Please decide whether each statement agrees with the cat-pregnancy forum thread below: (a) carly87 says Pets at Home stock the Lactol feeding set; (b) carly87 advises feeding the mother mostly dry food; (c) Taylorbaby says most of a litter of 8 took to a bottle. For each, answer yes or no and quote the deciding words of the thread.

Text shown

Segment Open

Thankyou ever so much. Hopefully I'll be logging on in the morning to say I have a lovely litter, or a still pregnant cat!! xx


----------



## carly87 (Feb 11, 2011)

Hi there

If you need syringes or bottles and teats to feed kittens, Pets at Home stock the Lactol feeding set. I don't think they have Semi-cat (sp?) though. KMR is also a good milk substitute, but hopefully mum will feed them and this won't be a worry. Make sure to give mum lots of high quality wet food rather than only dry. She'll need all the moisture she can get when they start suckling from her. Just keep an eye on her. Feel her tummy. Watch for contractions. Has she engaged in any nesting behaviours yet? If you do need help, I've just talked my aunt through a very difficult labour with her cat. All of her kittens survived. Just give me a shout and I'll see what i can do.


----------



## Taylorbaby (Jan 10, 2009)

carly87 said:


> Hi there
> 
> If you need syringes or bottles and teats to feed kittens, Pets at Home stock the Lactol feeding set. I don't think they have Semi-cat (sp?) though. KMR is also a good milk substitute, but hopefully mum will feed them and this won't be a worry. Make sure to give mum lots of high quality wet food rather than only dry. She'll need all the moisture she can get when they start suckling from her. Just keep an eye on her. Feel her tummy. Watch for contractions. Has she engaged in any nesting behaviours yet? If you do need help, I've just talked my aunt through a very difficult labour with her cat. All of her kittens survived. Just give me a shout and I'll see what i can do.


the bottles are pretty rubbish, never had a kitten take to a bottle, well no I had 1 in a litter of 8  ddint help much! But PAH do lactol, which Im currently using as cimi-cat gave them upset tums, but I still like cimi-cat.

yes 100% mum has to have good quality food before & after as much as she can eat!

how is she doing?

Segment Closed

Provided data

Segment Open

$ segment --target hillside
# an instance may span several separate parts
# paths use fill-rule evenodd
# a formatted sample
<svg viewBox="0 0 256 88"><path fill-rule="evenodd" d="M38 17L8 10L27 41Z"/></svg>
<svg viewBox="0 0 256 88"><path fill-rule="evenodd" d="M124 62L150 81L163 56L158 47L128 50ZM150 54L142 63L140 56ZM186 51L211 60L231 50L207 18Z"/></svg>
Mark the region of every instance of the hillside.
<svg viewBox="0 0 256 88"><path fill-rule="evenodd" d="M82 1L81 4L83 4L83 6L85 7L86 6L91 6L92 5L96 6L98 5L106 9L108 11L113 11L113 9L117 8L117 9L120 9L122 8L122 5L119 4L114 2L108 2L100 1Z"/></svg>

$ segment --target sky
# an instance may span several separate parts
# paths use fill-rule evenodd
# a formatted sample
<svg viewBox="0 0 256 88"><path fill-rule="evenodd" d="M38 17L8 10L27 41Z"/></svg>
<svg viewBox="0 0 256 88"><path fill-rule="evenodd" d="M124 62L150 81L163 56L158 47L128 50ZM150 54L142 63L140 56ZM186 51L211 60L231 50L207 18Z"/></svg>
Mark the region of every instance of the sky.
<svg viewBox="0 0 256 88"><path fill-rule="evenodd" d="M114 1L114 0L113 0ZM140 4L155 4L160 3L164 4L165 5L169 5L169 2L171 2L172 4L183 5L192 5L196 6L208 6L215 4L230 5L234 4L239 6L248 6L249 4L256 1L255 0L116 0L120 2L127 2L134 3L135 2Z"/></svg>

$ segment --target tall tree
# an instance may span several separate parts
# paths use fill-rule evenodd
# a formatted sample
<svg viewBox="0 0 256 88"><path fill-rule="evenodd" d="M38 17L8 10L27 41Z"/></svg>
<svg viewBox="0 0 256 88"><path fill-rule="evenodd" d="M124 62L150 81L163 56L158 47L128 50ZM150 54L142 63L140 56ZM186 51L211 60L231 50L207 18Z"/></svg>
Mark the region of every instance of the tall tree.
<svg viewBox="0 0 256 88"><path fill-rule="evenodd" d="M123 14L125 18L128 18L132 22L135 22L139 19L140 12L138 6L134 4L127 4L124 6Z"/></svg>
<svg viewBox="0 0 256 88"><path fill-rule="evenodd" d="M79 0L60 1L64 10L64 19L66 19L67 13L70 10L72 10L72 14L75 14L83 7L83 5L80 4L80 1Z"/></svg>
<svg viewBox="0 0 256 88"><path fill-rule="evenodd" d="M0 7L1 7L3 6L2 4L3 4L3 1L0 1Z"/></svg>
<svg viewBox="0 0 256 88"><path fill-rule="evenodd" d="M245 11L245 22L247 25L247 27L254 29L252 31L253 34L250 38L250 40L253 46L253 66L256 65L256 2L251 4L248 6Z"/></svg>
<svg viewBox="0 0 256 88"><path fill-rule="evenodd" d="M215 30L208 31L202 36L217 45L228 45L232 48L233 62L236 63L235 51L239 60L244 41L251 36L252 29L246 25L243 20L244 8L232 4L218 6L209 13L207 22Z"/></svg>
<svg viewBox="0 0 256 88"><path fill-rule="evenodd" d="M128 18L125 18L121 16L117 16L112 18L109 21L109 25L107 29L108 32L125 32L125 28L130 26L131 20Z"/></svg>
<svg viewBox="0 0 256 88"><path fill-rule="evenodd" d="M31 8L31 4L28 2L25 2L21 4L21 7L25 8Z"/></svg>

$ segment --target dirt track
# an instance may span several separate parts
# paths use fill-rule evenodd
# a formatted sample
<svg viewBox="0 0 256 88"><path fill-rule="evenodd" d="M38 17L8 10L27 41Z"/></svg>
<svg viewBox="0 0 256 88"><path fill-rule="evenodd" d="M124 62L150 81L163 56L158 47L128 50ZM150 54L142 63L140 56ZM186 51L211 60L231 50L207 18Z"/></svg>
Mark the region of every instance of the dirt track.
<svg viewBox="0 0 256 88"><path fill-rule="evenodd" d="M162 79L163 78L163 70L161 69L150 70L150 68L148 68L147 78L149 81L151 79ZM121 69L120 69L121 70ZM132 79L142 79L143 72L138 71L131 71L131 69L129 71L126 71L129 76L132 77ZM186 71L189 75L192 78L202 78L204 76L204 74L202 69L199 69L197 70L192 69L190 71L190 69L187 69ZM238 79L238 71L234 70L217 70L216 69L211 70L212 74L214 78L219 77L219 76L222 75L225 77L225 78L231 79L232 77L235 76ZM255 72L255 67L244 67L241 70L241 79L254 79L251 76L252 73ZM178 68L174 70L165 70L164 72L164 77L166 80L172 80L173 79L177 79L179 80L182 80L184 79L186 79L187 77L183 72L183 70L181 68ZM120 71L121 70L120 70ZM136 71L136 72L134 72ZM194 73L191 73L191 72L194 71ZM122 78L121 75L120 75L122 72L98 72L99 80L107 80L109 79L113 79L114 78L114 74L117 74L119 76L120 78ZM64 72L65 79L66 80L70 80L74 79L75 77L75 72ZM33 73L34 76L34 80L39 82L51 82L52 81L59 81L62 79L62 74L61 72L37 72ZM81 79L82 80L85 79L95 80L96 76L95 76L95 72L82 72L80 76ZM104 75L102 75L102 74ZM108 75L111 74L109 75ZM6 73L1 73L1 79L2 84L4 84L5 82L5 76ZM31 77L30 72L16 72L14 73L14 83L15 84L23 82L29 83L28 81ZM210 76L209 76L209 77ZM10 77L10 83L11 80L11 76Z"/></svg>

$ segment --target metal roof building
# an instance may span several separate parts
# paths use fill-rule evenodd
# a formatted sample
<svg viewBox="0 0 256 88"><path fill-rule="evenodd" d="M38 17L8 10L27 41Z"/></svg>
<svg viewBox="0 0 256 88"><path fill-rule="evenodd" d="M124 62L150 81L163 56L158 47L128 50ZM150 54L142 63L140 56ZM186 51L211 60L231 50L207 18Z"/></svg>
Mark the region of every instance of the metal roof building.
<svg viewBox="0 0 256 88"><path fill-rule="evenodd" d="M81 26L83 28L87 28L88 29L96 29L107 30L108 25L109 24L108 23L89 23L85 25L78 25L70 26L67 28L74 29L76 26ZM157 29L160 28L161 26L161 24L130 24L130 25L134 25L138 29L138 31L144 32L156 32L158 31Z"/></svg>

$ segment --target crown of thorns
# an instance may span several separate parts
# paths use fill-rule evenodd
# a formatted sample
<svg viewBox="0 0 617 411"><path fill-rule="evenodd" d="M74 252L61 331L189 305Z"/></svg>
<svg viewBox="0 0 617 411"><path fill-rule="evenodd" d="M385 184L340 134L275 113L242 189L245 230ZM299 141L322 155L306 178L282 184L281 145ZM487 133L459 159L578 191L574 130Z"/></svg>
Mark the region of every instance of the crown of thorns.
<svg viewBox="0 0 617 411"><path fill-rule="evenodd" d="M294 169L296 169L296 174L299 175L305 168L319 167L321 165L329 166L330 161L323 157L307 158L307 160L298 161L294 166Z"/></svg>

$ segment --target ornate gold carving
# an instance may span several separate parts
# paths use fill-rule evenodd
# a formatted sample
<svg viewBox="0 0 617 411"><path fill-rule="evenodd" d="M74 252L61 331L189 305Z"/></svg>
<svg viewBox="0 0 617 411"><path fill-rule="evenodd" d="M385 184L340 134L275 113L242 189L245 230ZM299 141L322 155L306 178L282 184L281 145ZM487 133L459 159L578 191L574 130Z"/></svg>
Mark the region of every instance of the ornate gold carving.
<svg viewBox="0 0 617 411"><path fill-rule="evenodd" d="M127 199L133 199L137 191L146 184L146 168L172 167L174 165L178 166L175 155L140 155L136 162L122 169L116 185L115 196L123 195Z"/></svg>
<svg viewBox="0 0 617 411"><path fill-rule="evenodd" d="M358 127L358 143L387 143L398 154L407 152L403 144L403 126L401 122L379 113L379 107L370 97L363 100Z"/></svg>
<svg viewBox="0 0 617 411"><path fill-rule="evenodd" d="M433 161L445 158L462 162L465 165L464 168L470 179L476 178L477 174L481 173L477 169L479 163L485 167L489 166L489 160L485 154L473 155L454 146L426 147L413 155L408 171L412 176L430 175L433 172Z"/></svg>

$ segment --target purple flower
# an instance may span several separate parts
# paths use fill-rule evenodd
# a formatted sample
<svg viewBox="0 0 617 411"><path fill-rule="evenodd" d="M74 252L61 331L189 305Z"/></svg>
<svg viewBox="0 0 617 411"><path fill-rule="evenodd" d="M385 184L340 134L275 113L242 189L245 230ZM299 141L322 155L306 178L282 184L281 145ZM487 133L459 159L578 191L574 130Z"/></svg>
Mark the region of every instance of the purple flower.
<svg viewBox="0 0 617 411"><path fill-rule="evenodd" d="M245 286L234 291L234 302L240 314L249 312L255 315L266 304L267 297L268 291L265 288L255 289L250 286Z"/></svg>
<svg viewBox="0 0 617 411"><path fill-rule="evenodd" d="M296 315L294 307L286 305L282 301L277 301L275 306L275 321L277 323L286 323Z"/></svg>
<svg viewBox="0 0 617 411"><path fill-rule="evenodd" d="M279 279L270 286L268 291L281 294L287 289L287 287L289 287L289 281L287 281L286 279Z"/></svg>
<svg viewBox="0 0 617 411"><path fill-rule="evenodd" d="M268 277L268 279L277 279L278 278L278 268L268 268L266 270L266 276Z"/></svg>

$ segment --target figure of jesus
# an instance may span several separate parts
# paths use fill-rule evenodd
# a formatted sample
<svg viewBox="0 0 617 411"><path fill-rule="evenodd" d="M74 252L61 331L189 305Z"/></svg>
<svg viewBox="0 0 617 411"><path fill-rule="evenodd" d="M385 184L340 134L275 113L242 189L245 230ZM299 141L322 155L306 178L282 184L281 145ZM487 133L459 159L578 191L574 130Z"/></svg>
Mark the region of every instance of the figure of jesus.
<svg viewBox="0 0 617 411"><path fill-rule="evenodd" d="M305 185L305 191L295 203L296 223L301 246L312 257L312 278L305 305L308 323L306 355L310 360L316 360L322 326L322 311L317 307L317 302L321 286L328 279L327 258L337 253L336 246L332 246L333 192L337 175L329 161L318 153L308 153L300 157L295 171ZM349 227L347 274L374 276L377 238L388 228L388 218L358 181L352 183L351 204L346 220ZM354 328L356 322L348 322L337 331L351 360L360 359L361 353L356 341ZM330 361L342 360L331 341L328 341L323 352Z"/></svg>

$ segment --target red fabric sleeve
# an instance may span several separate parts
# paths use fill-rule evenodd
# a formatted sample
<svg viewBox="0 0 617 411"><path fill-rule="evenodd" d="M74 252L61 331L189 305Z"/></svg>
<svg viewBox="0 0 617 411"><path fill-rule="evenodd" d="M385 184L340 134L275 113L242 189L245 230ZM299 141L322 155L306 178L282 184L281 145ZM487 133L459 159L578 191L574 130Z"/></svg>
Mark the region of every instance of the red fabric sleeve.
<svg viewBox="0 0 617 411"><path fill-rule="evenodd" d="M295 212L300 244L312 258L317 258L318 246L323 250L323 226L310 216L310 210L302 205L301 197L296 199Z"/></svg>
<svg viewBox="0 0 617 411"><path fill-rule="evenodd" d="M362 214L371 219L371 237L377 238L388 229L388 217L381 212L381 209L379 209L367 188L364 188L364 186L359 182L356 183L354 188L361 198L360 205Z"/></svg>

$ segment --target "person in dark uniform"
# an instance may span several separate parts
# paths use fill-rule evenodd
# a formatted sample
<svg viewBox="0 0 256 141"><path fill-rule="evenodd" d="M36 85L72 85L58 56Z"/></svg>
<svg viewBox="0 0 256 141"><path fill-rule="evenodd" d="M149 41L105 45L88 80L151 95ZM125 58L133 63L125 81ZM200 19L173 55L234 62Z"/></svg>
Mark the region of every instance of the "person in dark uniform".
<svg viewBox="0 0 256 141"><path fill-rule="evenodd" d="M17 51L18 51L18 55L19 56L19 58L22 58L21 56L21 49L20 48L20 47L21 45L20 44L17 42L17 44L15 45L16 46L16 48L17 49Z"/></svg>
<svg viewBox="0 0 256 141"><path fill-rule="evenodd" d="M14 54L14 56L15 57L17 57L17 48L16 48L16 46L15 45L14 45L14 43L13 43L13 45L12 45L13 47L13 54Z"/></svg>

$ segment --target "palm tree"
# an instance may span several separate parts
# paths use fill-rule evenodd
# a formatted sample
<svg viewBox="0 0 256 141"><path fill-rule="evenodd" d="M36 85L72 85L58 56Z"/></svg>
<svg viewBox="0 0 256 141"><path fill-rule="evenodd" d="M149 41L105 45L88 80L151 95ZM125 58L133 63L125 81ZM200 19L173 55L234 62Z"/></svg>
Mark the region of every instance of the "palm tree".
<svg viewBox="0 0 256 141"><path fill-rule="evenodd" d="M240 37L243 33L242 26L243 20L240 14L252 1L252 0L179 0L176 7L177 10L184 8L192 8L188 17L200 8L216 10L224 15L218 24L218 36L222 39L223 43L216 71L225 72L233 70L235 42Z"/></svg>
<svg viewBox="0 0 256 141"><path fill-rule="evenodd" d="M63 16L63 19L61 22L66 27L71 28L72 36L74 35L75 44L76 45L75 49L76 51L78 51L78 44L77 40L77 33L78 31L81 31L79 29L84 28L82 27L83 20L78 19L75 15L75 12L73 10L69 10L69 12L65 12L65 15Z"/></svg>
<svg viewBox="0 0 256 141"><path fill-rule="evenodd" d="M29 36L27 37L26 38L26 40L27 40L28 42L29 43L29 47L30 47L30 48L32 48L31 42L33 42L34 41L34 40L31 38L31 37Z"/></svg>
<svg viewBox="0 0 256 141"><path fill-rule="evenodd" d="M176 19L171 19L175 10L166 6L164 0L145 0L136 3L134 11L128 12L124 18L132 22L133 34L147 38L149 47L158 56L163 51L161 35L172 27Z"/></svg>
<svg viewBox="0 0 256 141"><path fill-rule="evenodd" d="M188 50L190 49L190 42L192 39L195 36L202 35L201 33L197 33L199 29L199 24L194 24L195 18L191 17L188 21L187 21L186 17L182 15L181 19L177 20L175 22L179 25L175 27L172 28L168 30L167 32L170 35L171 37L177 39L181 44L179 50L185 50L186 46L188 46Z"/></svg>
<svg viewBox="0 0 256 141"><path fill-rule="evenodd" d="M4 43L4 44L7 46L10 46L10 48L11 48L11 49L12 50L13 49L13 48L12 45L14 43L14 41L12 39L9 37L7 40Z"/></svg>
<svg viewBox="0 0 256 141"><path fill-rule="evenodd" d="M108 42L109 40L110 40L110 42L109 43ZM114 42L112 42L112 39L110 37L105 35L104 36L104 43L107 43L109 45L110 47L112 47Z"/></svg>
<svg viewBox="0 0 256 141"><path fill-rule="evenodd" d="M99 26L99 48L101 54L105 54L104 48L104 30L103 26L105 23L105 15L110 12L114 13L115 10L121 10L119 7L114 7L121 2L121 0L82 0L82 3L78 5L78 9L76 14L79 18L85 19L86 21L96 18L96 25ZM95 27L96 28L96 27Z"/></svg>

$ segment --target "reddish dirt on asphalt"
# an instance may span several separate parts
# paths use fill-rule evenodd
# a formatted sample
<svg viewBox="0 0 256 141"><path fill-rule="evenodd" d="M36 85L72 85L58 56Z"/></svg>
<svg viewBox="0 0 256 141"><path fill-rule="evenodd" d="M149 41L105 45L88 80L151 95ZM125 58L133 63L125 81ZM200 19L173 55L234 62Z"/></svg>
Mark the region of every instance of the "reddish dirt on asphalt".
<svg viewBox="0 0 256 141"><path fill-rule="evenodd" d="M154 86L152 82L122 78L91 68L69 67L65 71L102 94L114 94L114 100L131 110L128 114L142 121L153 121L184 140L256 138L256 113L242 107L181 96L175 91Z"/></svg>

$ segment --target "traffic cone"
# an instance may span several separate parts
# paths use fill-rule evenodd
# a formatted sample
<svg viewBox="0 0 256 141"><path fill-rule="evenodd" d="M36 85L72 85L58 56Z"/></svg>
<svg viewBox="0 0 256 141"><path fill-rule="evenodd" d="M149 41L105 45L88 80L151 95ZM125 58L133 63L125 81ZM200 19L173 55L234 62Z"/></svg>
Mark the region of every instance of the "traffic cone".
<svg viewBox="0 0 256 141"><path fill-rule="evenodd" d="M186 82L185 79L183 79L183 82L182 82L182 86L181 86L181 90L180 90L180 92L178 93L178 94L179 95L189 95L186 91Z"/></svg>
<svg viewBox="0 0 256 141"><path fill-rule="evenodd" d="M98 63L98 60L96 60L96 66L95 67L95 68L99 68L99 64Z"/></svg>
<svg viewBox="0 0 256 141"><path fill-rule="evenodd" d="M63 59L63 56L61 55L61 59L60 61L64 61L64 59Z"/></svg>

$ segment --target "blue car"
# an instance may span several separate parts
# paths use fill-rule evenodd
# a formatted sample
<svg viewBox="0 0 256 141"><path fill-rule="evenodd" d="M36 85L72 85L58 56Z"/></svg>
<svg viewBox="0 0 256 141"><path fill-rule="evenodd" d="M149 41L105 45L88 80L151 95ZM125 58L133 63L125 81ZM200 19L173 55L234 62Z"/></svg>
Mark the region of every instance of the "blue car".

Segment Closed

Solution to the exercise
(a) Yes: "Pets at Home stock the Lactol feeding set."
(b) No: "Make sure to give mum lots of high quality wet food rather than only dry."
(c) No: "never had a kitten take to a bottle, well no I had 1 in a litter of 8"